> Work task
The entries follow. Print each one exactly.

> Data under study
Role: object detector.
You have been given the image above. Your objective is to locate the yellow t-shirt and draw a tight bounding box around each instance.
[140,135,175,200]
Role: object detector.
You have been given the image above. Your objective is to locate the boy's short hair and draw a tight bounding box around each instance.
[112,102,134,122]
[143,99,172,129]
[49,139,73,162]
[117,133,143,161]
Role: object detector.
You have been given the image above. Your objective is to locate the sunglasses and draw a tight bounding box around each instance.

> Solution to this problem
Role: object detector.
You have been given the image above. Your objective is to locate the yellow t-shirt and draw a tight bounding box around each instance.
[140,135,175,200]
Role: object detector.
You have been given the image above. Your objective is to locate the boy's short hair and draw a tight bounding box around each instance.
[112,102,134,122]
[143,99,172,129]
[49,139,73,162]
[117,133,143,161]
Role: object detector.
You have been given the image above. Your objective is to locate the sunglasses and draw a tight bounding box around each instance.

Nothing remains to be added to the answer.